··· EXCERPT PROVIDED ···
M&As involving “failing firms” can spur competition issues in certain circumstances, the commission says
The New Zealand Commerce Commission (NZCC) is scrutinising M&A transactions involving distressed or “failing” firms, especially in light of the COVID-19 pandemic.
“As businesses continue to navigate through these challenging times, acquisitions of firms in financial difficulty may become more common,” said NZCC head of competition Katie Rusbatch. “These acquisitions involving so-called ‘failing firms’ can be beneficial in terms of saving businesses and jobs. However, in certain circumstances such acquisitions can give rise to competition issues, even where the current viability of one or both merger parties is compromised.”
Such circumstances refer to breaches of section 47 of the Commerce Act; for instance, if the purchaser in question is either a major competitor of the seller or a prospective competitor, customer or supplier.
Latest News
“Administrators and advisers should also be alert to the possibility that a competitor, customer or supplier may be willing to pay a higher price than other potential purchasers to obtain, or enhance, market power,” Rusbatch said.
In considering whether to grant clearance to an acquisition, the commission looks the transaction’s ability to significantly impact competition in the market.
“For example, if a transaction does not proceed, it is possible that a firm and its assets will exit a market altogether. In such circumstances, the commission may grant clearance to an otherwise anticompetitive acquisition on the basis that it involves a ‘failing firm’, because there is unlikely to be a material difference in competition in a market with and without the merger,” Rusbatch said.” However, if it is likely a firm or its assets would be acquired by an alternative purchaser, or it could recover (possibly after a period under administration), then the merger will be assessed against a future involving an alternative acquisition, or the status quo.”
She said that the NZCC looks at the following to determine whether a firm is indeed distressed or failing:
- evidence that the firm has been liquidated or placed into administration
- financial statements, management accounts, budgets, and forecasts
- internal documents relating to the viability of the firm or assets
- any plans to restructure or improve performance
- independent appraisals or valuations
- evidence of genuine efforts to sell the firm or assets
- any other offers for the firm or assets, including the identity of other likely purchasers and the timeframe under which an alternative transaction would likely take place
The commission acknowledges the impact of the pandemic on companies, and how it may impede their ability to obtain supporting evidence; thus, requests for clearance are being considered on a case-by-case basis.
“We will have regard as to whether the relevant COVID-19 effects are transient, or more permanent in nature,” Rusbatch said.
··· SOURCE DATA ···
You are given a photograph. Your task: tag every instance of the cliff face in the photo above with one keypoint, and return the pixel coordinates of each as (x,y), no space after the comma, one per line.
···
WORK INSTRUCTION:
Copy the portion of the article on the Commerce Commission and failing-firm acquisitions starting at "Latest News" and ending at "in the market.".

EXERCISE RESULT:
Latest News
“Administrators and advisers should also be alert to the possibility that a competitor, customer or supplier may be willing to pay a higher price than other potential purchasers to obtain, or enhance, market power,” Rusbatch said.
In considering whether to grant clearance to an acquisition, the commission looks the transaction’s ability to significantly impact competition in the market.